Exercise objective
The answer must consist of every line below containing "front".

**** Dataset records ****

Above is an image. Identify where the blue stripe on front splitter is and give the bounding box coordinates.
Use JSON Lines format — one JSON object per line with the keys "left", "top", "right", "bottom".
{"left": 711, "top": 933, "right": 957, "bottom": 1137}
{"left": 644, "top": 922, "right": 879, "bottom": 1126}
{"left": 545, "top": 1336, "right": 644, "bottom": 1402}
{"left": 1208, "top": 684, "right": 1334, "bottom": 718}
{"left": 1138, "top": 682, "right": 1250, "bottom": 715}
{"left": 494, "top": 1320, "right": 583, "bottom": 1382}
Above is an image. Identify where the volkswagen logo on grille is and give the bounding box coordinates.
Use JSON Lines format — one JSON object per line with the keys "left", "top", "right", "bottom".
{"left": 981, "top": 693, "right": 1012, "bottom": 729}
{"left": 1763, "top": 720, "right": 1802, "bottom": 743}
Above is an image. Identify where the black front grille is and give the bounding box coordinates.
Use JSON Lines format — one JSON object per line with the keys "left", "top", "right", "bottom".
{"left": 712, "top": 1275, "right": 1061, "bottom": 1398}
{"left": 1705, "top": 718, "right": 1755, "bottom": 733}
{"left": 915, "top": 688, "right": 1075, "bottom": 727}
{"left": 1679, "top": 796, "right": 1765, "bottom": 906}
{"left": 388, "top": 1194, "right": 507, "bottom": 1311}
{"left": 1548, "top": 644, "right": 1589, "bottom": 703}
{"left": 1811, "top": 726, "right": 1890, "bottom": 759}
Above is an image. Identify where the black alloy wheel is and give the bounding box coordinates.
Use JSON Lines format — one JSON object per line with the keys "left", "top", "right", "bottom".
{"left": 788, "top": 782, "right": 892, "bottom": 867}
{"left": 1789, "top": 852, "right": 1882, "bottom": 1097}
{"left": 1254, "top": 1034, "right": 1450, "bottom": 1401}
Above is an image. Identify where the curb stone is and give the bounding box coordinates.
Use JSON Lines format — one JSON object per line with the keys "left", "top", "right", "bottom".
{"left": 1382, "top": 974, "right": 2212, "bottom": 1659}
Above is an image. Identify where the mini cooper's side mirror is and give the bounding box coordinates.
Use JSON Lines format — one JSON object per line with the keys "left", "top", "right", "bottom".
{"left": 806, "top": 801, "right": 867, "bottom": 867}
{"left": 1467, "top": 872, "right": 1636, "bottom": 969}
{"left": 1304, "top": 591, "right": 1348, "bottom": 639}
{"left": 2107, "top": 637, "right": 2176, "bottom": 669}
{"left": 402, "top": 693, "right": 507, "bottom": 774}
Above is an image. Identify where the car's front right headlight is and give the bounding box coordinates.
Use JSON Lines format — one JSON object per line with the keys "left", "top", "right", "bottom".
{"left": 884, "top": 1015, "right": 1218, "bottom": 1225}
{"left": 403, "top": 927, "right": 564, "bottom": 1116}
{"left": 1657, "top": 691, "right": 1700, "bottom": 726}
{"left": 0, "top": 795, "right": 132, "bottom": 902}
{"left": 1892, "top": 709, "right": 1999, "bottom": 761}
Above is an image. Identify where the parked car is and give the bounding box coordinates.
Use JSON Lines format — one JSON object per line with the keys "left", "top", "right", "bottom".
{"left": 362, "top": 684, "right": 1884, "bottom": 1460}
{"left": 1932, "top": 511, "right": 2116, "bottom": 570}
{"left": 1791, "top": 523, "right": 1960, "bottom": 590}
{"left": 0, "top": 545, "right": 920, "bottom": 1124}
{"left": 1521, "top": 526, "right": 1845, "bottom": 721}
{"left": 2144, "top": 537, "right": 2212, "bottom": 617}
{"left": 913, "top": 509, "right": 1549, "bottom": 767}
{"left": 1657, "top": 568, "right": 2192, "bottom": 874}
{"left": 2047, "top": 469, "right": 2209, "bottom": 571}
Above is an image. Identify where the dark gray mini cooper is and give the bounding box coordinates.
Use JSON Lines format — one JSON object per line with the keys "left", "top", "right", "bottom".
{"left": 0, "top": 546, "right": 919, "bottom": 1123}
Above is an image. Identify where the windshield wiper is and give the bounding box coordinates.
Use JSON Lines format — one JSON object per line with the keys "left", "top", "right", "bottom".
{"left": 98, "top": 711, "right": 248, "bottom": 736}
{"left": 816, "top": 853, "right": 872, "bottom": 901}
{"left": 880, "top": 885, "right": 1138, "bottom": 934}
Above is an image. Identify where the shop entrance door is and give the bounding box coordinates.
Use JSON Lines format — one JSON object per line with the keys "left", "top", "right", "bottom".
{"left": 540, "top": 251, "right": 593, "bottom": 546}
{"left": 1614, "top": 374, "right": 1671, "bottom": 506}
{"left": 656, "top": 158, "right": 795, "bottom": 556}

****

Answer
Above is an image. Identify where the blue stripe on front splitter is and give the bounding box coordinates.
Above is an image. Identify where the black front grille is and give the bounding box coordinates.
Above is an image. Identify where the car's front right headlight is and give the bounding box coordinates.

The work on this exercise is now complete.